What to work on » Copy the listing below verbatim, line for line, without altering any character.

Material shown »
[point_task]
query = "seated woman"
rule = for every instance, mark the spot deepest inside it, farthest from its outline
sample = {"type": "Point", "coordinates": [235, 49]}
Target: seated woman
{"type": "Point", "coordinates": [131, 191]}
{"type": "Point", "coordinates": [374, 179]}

Task output »
[point_task]
query = "seated woman"
rule = for every instance, mark the spot deepest inside it, farthest from its outline
sample = {"type": "Point", "coordinates": [235, 49]}
Target: seated woman
{"type": "Point", "coordinates": [131, 191]}
{"type": "Point", "coordinates": [374, 179]}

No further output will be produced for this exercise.